Could you update the lines below by changing each "bounding box" to "enclosing rectangle" and leaving everything else unchanged?
+===+
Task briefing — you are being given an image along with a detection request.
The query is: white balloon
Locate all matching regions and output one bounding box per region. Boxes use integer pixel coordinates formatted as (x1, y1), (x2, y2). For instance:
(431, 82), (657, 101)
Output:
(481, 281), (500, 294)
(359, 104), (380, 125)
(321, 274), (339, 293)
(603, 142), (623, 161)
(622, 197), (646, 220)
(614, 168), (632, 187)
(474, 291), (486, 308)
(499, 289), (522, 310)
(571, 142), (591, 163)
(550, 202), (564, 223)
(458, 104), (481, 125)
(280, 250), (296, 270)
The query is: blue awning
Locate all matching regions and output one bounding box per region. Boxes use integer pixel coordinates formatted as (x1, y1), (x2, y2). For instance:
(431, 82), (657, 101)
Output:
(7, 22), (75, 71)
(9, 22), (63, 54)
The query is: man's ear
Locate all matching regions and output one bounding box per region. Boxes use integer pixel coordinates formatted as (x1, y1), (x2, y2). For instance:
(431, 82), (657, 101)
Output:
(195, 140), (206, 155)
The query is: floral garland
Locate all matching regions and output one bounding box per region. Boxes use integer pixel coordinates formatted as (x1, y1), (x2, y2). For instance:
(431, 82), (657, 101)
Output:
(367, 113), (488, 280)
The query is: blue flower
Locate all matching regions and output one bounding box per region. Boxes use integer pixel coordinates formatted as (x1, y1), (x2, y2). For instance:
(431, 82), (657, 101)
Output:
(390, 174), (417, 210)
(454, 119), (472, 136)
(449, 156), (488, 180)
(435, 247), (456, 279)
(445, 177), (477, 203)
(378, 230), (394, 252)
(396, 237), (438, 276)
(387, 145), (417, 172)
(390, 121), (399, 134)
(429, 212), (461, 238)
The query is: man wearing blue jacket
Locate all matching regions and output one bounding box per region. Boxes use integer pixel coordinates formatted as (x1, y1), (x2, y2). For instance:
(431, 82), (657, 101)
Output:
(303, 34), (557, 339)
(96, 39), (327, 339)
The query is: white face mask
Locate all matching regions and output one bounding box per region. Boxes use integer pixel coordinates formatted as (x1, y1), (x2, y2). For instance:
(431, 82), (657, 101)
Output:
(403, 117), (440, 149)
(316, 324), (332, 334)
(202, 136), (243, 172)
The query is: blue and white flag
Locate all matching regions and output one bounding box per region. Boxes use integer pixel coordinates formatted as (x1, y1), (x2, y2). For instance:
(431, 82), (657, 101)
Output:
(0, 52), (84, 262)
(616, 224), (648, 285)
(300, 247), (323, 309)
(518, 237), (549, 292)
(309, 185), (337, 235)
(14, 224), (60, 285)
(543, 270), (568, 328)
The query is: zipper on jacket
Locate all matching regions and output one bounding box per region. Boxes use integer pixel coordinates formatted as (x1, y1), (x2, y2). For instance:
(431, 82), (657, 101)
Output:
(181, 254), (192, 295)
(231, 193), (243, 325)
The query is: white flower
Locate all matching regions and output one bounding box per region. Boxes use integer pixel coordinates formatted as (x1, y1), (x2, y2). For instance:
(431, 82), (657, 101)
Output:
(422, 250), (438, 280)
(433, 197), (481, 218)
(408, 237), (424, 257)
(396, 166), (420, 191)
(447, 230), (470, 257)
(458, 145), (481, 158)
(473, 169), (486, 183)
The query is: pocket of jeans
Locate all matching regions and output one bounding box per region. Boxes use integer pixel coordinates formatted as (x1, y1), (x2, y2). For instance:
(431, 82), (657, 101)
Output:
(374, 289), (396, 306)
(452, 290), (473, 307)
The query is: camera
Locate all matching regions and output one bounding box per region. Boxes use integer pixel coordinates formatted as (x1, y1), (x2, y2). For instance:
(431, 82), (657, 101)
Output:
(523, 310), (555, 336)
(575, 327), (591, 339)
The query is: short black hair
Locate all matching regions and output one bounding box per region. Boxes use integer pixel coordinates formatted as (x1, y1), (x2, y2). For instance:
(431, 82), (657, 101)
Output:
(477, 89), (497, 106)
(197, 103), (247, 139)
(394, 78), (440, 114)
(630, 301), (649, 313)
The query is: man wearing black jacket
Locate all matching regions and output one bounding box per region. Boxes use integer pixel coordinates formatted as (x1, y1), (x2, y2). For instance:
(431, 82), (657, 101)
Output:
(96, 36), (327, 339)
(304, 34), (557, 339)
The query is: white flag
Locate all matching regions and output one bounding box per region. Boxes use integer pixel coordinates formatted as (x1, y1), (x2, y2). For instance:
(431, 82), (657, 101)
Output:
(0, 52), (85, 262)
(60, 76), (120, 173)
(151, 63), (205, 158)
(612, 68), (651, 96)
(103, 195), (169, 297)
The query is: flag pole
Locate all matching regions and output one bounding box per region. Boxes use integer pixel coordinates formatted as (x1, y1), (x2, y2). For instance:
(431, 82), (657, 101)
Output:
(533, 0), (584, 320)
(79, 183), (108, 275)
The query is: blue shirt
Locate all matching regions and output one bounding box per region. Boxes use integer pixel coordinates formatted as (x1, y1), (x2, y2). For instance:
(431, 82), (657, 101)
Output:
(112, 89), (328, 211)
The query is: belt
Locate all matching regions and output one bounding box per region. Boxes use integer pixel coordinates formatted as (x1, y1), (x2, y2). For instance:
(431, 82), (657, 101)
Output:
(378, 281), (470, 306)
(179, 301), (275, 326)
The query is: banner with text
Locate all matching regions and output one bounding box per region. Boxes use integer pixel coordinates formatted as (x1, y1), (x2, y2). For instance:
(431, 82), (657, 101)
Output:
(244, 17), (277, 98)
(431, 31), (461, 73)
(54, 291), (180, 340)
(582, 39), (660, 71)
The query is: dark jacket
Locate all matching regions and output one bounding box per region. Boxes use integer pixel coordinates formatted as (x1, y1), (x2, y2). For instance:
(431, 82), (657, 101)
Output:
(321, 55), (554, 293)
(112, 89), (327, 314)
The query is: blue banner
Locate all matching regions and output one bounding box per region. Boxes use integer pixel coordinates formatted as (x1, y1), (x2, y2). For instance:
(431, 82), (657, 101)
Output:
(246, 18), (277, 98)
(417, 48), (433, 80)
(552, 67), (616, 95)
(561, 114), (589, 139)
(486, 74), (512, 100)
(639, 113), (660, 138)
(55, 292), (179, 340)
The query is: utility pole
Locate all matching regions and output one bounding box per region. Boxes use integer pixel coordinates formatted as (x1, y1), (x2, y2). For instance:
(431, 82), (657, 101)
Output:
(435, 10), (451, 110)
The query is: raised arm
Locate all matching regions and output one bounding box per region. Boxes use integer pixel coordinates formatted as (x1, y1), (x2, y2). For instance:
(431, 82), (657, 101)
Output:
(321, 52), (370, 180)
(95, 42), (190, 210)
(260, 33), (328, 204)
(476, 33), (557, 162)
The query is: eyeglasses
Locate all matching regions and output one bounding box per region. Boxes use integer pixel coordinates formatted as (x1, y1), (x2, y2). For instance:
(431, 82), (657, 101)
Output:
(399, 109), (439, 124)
+===+
*Response*
Task briefing — you are being given an image along with a detection request.
The query is: white balloon
Locate all matching regions and output one enclosing rectangle per region. Boxes use integer pixel coordinates formatted as (x1, y1), (x2, y2). For instance:
(431, 82), (657, 101)
Output:
(481, 281), (500, 294)
(359, 104), (380, 125)
(321, 274), (339, 293)
(603, 142), (623, 161)
(622, 197), (646, 220)
(614, 168), (632, 187)
(474, 291), (486, 308)
(499, 289), (522, 310)
(571, 142), (591, 163)
(550, 202), (564, 223)
(458, 104), (481, 125)
(280, 250), (296, 270)
The query is: blue awning
Locate all matching regions and output one enclosing rectangle per region. Boxes use integer pixel coordinates formatted as (x1, y1), (x2, y2). For instance:
(431, 82), (657, 101)
Output:
(7, 22), (75, 71)
(9, 22), (63, 54)
The query is: man's ear
Locate all matching regions and output one enclosing rectangle per region. Boxes use integer pixel coordinates formatted as (x1, y1), (x2, y2). For instance:
(431, 82), (657, 101)
Output:
(195, 140), (206, 155)
The query is: floral garland
Locate all matching regions and output one enclosing rectangle per region. Boxes use integer pixel coordinates formatted as (x1, y1), (x2, y2). For instance:
(431, 82), (657, 101)
Output:
(367, 113), (488, 280)
The query is: blue flower
Locate all matching regions and output one enclosing rectangle per region. Boxes use integer pixel coordinates formatted as (x1, y1), (x2, y2). For instance:
(431, 82), (657, 101)
Output:
(390, 174), (417, 210)
(454, 119), (472, 136)
(449, 156), (488, 180)
(435, 247), (456, 279)
(445, 177), (477, 203)
(378, 230), (394, 252)
(396, 237), (438, 276)
(387, 145), (417, 172)
(390, 121), (399, 134)
(429, 212), (461, 238)
The query is: man wearing blue jacket
Locate all matching regions and output one enclosing rectangle per region. Boxes use integer pixel coordinates formatted as (x1, y1), (x2, y2). For instance:
(431, 82), (657, 101)
Output:
(303, 34), (557, 339)
(96, 39), (327, 339)
The query is: white face mask
Locate all matching regions and output one enclosing rectangle per region. Boxes use integer pixel coordinates formatted as (x1, y1), (x2, y2). For instance:
(431, 82), (657, 101)
Output:
(403, 117), (440, 149)
(316, 324), (332, 334)
(202, 136), (243, 172)
The query is: blue and white flag
Locate all matching regions and output one enclosing rectangle per region. Boxes use integer pixel coordinates formatted as (x1, y1), (x2, y2). For instance:
(431, 82), (657, 101)
Output:
(0, 52), (84, 262)
(616, 224), (648, 285)
(300, 247), (323, 309)
(518, 237), (549, 292)
(309, 185), (337, 235)
(14, 224), (60, 285)
(543, 270), (568, 328)
The query is: zipper on jacket
Locate all matching regions and output one enclosing rectangle per region. Boxes use integer pixel coordinates formatted as (x1, y1), (x2, y2). For instance:
(431, 82), (657, 101)
Output:
(181, 254), (192, 295)
(231, 193), (243, 325)
The query is: white flower
Locate all matching regions and output one enclosing rectangle per region. Boxes use integer pixel coordinates formatted as (x1, y1), (x2, y2). For instance:
(431, 82), (657, 101)
Output:
(422, 250), (438, 280)
(433, 197), (481, 218)
(408, 237), (424, 257)
(396, 166), (420, 191)
(447, 230), (470, 257)
(458, 145), (481, 158)
(473, 169), (486, 183)
The query is: pocket of jeans
Locate all matching regions and output one enclosing rectangle per region. Boxes use integer pixel coordinates formatted as (x1, y1), (x2, y2). For instance:
(431, 82), (657, 101)
Output:
(374, 289), (396, 306)
(452, 290), (473, 307)
The query is: camera
Locate all matching regions and output one enclosing rectangle per region. Boxes use integer pixel coordinates formatted as (x1, y1), (x2, y2). For instance:
(431, 82), (657, 101)
Output:
(523, 310), (555, 336)
(575, 327), (591, 339)
The query is: short black hair
Locate all matching regions and output one enclosing rectangle per region. Boxes use integer pixel coordinates formatted as (x1, y1), (x2, y2). For instance:
(431, 82), (657, 101)
Output:
(477, 89), (497, 106)
(197, 103), (247, 139)
(394, 78), (440, 114)
(630, 301), (649, 313)
The query is: man wearing black jacket
Locate all matching regions and output one enclosing rectangle per region. Boxes use integer pixel coordinates formatted as (x1, y1), (x2, y2). For instance:
(431, 82), (657, 101)
Output:
(96, 36), (327, 339)
(304, 34), (557, 339)
The query is: white flag
Locate all matching regions and output one enclosing rectangle per region. Boxes use integer pixel coordinates formatted as (x1, y1), (x2, y2). For instance:
(431, 82), (657, 101)
Output:
(0, 52), (85, 262)
(60, 76), (120, 173)
(151, 63), (205, 158)
(612, 68), (651, 96)
(103, 195), (169, 297)
The query is: flag pole
Locate all matching regions and output one enclosing rectangle per region. Boxes use integer pixel coordinates formatted as (x1, y1), (x2, y2). For instance:
(431, 82), (657, 101)
Output:
(533, 0), (584, 320)
(79, 183), (108, 275)
The query is: blue shirt
Locate all matching regions and output one enclosing rectangle per region. Boxes use integer pixel coordinates formatted as (x1, y1), (x2, y2). For instance:
(431, 82), (657, 101)
Output:
(112, 89), (328, 211)
The query is: belt
Locate all matching regions and output one enclosing rectangle per region. Boxes use integer pixel coordinates formatted as (x1, y1), (x2, y2). For instance:
(431, 82), (657, 101)
Output:
(378, 281), (470, 306)
(179, 301), (275, 326)
The query is: banner with text
Locate all matching regions and output one enclosing rectangle per region. Boxes use integer pixel coordinates formatted as (x1, y1), (x2, y2). For instance:
(431, 82), (657, 101)
Output:
(244, 17), (277, 98)
(431, 31), (461, 73)
(54, 291), (180, 340)
(582, 39), (660, 71)
The query is: dark jacket
Locate all matching regions and output one enclosing rectangle per region. Boxes use integer pixel coordinates formatted as (x1, y1), (x2, y2). For instance:
(431, 82), (657, 101)
Output:
(321, 55), (554, 293)
(112, 89), (327, 314)
The query is: blue banner
Locate all matching regions and output one enclosing rectangle per region. Boxes use integer pixel coordinates formatted as (x1, y1), (x2, y2). For instance:
(431, 82), (657, 101)
Output:
(246, 18), (277, 98)
(417, 48), (433, 80)
(552, 67), (616, 95)
(561, 114), (589, 139)
(486, 74), (512, 100)
(639, 113), (660, 138)
(55, 292), (179, 340)
The query is: utility pole
Locate all matching regions and output one enclosing rectangle per region. Boxes use integer pixel coordinates formatted as (x1, y1), (x2, y2). For instance:
(431, 82), (657, 101)
Output:
(435, 10), (451, 110)
The query is: raised arm
Locate all matching regions and output one enclosing rectangle per region. Boxes use integer pixel coordinates formatted as (x1, y1), (x2, y2). For instance:
(431, 82), (657, 101)
Output:
(321, 52), (370, 180)
(95, 42), (190, 210)
(260, 33), (328, 204)
(476, 33), (557, 162)
The query is: eyeglasses
Locate all matching regions and output one enclosing rectangle per region. Boxes use integer pixel coordinates formatted as (x1, y1), (x2, y2). For instance:
(431, 82), (657, 101)
Output:
(399, 109), (439, 124)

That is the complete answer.